(Referring expression data)
= Beginning of Section =
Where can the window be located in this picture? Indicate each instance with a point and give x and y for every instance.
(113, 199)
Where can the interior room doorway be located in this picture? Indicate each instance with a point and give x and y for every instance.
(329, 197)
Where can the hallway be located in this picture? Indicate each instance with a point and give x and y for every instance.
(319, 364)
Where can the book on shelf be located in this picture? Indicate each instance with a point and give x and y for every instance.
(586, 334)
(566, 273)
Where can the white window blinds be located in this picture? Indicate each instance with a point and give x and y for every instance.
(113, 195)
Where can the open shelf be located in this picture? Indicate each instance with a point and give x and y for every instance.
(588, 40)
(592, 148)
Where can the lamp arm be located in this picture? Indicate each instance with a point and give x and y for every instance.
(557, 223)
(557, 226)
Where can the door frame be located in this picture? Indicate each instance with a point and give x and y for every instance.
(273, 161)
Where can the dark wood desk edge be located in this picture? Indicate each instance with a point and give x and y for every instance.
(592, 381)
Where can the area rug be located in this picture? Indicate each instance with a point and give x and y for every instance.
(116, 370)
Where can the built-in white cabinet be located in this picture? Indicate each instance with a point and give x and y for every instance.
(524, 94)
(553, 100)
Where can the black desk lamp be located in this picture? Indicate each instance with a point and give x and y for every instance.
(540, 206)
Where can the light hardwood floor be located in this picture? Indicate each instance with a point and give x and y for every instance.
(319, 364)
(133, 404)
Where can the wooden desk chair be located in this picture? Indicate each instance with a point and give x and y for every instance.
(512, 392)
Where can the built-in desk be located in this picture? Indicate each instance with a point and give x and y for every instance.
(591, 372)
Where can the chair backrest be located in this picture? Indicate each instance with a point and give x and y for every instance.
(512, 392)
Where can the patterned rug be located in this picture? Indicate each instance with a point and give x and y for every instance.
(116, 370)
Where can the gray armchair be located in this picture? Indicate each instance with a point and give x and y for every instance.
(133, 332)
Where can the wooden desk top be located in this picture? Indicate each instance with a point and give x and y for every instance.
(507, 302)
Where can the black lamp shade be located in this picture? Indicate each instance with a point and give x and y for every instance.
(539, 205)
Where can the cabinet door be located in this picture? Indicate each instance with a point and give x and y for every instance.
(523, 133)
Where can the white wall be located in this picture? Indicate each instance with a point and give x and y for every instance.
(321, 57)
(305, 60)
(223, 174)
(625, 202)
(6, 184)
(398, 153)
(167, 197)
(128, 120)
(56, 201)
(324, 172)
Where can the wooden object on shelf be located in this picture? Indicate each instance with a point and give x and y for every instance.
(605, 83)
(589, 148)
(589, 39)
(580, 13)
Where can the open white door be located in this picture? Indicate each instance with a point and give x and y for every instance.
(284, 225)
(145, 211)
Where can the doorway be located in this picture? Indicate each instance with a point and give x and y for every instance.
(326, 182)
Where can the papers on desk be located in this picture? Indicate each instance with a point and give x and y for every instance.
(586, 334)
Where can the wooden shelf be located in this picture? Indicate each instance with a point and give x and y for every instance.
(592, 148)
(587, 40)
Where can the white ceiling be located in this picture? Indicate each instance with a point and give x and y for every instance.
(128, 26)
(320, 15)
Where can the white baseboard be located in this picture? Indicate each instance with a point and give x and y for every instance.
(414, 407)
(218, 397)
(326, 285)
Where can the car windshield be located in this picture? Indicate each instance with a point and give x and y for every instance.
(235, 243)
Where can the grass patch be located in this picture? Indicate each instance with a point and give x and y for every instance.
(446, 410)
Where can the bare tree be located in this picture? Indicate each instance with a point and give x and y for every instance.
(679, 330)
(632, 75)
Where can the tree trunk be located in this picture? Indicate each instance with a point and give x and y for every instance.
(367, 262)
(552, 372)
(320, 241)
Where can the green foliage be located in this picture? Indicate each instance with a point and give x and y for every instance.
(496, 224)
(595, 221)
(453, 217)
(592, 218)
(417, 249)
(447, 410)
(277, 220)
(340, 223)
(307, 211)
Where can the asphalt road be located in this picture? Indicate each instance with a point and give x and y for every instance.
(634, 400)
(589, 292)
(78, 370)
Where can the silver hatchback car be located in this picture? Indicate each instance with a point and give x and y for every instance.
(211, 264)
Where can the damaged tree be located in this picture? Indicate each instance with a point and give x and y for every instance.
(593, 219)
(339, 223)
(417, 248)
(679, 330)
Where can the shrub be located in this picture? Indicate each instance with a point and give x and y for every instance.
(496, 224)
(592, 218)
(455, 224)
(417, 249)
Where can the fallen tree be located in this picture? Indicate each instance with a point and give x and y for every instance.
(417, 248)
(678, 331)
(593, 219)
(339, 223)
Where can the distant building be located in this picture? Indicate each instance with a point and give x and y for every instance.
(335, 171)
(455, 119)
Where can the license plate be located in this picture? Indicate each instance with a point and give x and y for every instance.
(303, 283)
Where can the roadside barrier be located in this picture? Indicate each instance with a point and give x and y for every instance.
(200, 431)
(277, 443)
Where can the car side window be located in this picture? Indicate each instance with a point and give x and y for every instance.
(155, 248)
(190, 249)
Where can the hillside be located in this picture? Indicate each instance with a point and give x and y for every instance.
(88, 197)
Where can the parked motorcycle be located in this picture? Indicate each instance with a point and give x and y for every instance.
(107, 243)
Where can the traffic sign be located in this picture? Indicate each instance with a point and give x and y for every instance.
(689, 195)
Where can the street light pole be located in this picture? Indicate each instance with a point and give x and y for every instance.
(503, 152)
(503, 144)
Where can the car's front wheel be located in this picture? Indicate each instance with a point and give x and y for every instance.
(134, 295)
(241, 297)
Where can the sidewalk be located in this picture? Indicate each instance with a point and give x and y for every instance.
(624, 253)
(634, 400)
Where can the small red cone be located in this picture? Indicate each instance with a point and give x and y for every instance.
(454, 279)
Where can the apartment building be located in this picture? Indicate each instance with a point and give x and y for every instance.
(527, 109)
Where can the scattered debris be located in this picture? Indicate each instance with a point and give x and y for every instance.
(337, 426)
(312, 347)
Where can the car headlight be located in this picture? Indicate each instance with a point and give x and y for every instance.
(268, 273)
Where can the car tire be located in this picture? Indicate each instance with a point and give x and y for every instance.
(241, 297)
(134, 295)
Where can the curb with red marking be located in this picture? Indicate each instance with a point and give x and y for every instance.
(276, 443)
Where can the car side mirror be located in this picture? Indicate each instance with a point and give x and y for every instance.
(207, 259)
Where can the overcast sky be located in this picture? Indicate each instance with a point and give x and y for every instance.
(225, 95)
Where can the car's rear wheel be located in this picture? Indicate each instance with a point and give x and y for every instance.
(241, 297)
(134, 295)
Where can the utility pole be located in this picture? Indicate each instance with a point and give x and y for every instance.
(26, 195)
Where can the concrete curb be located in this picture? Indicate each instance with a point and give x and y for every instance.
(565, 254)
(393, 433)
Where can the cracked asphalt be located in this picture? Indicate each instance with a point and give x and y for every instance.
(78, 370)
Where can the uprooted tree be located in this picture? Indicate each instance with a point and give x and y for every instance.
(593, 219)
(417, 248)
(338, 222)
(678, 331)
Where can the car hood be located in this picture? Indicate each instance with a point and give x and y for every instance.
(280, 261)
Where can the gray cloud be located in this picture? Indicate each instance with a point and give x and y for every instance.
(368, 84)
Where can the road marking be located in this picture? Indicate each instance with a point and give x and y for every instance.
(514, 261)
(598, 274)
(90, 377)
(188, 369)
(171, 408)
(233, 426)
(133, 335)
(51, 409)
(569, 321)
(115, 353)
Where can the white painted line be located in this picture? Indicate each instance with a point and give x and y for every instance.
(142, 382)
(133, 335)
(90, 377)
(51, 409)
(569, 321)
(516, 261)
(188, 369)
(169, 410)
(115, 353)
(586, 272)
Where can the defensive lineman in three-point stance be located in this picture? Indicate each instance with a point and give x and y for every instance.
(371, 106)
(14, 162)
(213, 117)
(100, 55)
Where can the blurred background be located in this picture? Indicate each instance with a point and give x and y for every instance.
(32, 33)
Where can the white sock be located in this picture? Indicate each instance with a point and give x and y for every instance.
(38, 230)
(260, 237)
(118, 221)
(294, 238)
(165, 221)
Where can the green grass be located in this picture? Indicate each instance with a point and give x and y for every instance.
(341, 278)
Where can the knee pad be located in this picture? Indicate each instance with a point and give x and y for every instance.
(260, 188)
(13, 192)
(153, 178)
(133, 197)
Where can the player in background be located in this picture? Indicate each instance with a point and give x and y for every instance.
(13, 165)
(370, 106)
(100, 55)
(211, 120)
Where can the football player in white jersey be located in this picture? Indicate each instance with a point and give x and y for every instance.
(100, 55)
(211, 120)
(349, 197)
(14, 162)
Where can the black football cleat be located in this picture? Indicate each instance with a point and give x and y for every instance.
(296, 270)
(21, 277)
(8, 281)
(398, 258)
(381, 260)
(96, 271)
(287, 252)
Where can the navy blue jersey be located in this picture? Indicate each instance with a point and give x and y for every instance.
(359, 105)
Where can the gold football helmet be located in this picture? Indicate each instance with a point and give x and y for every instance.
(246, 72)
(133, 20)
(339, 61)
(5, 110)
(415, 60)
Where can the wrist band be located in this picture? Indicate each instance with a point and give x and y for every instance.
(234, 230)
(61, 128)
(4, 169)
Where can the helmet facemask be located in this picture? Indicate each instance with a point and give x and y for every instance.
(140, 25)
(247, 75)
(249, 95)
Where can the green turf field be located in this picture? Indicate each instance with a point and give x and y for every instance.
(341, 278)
= End of Section =
§ **Instructions for the task**
Your task is to write out, exactly, the line that contains "Where can the navy" and each line after it to the end of the data, with no other lines.

§ **Solution to this problem**
Where can the navy blue jersey be located in this picture? Indicate each instance with a point and give x and y for every instance.
(359, 105)
Where can the gold football helmet be located in this picture? Indicate each instance with a point and give x and y for every instance.
(246, 72)
(133, 20)
(339, 61)
(5, 110)
(415, 60)
Where can the wrist band be located in this picture? Indicate each instance with a point and give x and y for every instance.
(234, 230)
(61, 128)
(4, 169)
Where can the helmet facemask be located in this picture? Indicate each instance with a point and give x and y for every instance.
(140, 25)
(247, 75)
(249, 95)
Where can the green turf field be located in this picture? Indicate each instance with a point and give x and y for every instance.
(341, 278)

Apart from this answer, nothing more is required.